** BEGIN DATA SUPPLIED **
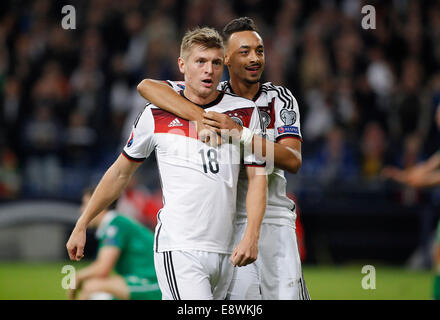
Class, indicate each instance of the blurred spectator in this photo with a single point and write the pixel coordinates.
(42, 135)
(9, 174)
(373, 150)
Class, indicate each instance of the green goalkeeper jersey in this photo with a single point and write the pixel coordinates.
(135, 242)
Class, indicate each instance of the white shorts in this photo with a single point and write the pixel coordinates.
(276, 274)
(193, 275)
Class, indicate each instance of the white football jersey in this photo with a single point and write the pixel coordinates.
(199, 182)
(279, 114)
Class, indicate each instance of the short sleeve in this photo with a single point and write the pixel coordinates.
(287, 118)
(256, 127)
(141, 142)
(176, 85)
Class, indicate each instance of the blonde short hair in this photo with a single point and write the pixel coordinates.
(205, 37)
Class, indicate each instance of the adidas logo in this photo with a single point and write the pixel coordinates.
(175, 123)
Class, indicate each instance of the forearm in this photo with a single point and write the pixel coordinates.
** END DATA SUPPLIED **
= PROBLEM REQUIREMENTS =
Can you copy all the rows above verbatim, leaving out the picture?

= SOLUTION TO THIS TASK =
Class, indicate each instance of the blurred spectator in this photo with a single point and write the pixel coordinates.
(42, 135)
(9, 174)
(373, 150)
Class, indicate each instance of the green goalkeeper jersey in this photo with a single point and write the pixel coordinates.
(135, 242)
Class, indicate each instance of the white shorts in this photo with a single point and write the pixel coordinates.
(276, 274)
(193, 275)
Class, indicate each instance of the white football jersey in this photo with a single point and write the pixel coordinates.
(199, 182)
(279, 114)
Class, indicate each instance of the short sleeve in this photo with a single point and write the pixel coordinates.
(287, 118)
(256, 127)
(141, 142)
(176, 85)
Class, indicate each instance of the blonde short hair in this photo with a single point and write the pixel coordinates.
(205, 37)
Class, indicate each instance of the adidas logo in this photo with a single point and write the pixel coordinates.
(175, 123)
Class, indicate each instance of the forearm in this photo with a single point and write the pixel coordinates.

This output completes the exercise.